:: EXERCISE TASK ::
Rewrite the rows below with "keypoint" replaced by "point" each time it appears, keeping everything else the same and leaving out the pictures.

:: PROVIDED RECORDS ::

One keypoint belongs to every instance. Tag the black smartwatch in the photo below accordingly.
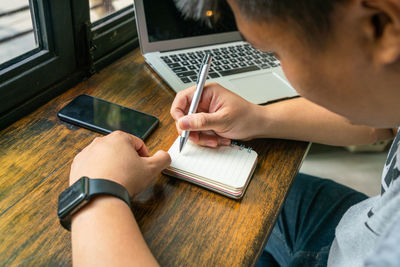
(81, 192)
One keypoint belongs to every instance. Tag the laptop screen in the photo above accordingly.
(165, 22)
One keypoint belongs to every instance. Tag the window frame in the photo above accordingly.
(65, 56)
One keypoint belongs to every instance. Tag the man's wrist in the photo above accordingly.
(97, 208)
(260, 122)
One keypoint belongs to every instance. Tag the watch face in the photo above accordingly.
(71, 198)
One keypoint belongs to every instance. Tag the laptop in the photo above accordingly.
(174, 47)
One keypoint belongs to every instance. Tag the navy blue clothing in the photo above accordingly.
(305, 229)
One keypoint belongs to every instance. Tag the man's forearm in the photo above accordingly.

:: SOLUTION ::
One point belongs to every instance. Tag the black smartwatch in the photo below accordingly.
(81, 192)
One point belongs to every instance. Tag the laptop screen in the photo above accordingly.
(165, 22)
One point belongs to every instance. Tag the window frame in the photo above accordingly.
(65, 56)
One point belongs to every instance. Tag the man's wrist in the photo above accordingly.
(97, 208)
(260, 122)
One point belongs to every instance. Tag the watch face in the photo above accordingly.
(71, 198)
One point belongs to every instance. Tag the laptop in the photo above accordingly.
(174, 47)
One point belongs to every instance. Tag the navy blue clothing in the photo above accordingly.
(305, 229)
One point belongs to every instance. Tag the man's forearm in the photo above accordingly.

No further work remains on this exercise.